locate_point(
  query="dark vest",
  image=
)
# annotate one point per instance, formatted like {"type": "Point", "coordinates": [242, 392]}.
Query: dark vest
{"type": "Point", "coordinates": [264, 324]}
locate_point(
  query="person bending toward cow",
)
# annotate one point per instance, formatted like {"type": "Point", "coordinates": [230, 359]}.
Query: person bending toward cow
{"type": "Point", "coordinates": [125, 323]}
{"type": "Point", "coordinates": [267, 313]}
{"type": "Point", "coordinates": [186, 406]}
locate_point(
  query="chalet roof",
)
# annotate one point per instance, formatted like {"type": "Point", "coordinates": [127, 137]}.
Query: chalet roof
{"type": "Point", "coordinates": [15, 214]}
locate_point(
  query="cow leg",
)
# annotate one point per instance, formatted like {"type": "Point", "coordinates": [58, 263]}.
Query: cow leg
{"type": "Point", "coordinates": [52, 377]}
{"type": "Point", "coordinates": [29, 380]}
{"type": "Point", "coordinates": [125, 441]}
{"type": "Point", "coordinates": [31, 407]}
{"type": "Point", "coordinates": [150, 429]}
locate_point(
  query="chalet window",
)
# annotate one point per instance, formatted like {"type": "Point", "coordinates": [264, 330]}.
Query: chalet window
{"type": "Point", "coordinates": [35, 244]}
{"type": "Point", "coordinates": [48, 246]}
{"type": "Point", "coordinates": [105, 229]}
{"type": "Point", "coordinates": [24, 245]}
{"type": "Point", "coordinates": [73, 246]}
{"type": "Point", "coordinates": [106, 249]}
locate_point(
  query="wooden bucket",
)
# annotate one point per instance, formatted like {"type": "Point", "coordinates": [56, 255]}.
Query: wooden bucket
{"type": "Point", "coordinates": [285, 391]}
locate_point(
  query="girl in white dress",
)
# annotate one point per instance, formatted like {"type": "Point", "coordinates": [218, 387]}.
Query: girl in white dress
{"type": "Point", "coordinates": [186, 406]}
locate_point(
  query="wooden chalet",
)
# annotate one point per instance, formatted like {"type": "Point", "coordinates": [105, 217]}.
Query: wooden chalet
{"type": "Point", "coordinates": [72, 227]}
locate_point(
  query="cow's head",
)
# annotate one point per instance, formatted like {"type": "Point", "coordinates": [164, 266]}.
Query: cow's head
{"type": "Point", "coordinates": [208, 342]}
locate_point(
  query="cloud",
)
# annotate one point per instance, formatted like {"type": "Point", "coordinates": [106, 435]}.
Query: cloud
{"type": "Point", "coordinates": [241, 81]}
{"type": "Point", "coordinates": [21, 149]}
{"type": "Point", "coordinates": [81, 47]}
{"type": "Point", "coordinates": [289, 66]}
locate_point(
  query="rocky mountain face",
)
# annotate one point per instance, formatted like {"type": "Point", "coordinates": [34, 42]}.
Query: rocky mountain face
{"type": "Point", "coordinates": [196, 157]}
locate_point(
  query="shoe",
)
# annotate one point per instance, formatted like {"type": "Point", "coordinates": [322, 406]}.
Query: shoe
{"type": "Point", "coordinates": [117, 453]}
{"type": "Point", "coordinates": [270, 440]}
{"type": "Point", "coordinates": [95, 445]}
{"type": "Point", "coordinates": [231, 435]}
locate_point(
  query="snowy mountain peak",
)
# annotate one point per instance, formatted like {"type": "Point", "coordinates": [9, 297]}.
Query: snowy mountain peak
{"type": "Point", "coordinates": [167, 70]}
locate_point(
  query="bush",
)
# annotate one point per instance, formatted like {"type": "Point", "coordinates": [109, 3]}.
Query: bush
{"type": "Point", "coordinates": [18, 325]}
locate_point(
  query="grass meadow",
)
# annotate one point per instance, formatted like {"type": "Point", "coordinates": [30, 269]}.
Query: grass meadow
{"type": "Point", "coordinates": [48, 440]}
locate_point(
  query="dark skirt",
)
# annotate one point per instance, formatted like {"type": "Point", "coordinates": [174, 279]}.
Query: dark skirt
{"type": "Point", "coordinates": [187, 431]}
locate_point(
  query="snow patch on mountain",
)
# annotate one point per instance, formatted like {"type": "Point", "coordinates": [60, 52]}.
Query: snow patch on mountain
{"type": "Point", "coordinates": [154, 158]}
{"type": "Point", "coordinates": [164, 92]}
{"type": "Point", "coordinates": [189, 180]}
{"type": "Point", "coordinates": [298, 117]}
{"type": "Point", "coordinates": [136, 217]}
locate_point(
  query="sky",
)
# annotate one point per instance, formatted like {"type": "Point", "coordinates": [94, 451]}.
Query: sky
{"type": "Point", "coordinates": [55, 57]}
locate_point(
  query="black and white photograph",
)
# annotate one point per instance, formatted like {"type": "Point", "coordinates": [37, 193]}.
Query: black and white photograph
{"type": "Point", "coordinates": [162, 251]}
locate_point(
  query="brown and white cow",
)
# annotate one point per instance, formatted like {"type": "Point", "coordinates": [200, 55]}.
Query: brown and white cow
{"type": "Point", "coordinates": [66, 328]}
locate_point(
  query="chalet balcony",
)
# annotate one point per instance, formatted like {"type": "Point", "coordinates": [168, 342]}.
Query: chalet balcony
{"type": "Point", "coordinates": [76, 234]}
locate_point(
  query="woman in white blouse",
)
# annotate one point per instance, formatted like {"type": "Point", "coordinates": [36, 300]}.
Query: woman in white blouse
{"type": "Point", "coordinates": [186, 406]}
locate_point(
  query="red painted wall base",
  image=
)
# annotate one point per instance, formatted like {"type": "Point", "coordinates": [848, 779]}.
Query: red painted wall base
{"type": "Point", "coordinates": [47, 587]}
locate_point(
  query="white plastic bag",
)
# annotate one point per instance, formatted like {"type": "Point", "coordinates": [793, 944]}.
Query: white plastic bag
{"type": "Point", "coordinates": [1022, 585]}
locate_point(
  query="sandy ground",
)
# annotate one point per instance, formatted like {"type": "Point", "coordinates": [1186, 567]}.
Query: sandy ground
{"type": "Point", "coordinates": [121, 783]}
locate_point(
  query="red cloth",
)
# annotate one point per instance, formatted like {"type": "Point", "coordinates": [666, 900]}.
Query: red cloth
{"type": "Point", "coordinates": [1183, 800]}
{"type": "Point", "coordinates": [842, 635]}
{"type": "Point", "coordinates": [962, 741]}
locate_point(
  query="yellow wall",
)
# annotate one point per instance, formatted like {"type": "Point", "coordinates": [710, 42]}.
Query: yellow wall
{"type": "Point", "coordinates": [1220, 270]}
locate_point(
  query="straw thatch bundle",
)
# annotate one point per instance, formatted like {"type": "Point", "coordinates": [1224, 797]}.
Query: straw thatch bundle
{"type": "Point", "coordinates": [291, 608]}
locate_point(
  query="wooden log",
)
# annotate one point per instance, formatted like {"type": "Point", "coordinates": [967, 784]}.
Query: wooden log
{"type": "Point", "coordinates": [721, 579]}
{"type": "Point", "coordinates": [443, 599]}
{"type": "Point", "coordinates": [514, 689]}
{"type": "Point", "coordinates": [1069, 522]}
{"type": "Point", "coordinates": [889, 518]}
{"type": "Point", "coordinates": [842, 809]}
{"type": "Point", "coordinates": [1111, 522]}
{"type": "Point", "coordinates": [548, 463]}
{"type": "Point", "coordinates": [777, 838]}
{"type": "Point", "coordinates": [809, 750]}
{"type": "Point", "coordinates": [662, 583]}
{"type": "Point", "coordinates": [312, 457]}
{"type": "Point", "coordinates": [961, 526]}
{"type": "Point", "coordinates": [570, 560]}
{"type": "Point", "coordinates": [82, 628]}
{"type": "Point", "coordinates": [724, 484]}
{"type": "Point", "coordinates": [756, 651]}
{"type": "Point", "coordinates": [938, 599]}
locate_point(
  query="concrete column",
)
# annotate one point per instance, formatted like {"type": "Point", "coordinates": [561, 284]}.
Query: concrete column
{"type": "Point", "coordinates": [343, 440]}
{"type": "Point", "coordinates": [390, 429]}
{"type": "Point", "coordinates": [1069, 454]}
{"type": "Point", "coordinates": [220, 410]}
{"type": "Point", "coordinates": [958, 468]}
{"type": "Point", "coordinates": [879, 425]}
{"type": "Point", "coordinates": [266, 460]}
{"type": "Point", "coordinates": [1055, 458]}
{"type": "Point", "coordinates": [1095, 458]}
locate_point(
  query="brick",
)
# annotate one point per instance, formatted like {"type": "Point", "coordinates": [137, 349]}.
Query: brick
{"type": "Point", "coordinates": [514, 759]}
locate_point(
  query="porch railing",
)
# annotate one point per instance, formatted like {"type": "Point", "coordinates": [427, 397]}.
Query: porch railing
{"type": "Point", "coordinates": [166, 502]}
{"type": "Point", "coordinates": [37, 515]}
=====
** Written task **
Report each line above that contains the word "concrete", copying every such line in full. Matches must have the same case.

** Exercise response **
  query="concrete column",
Query: concrete column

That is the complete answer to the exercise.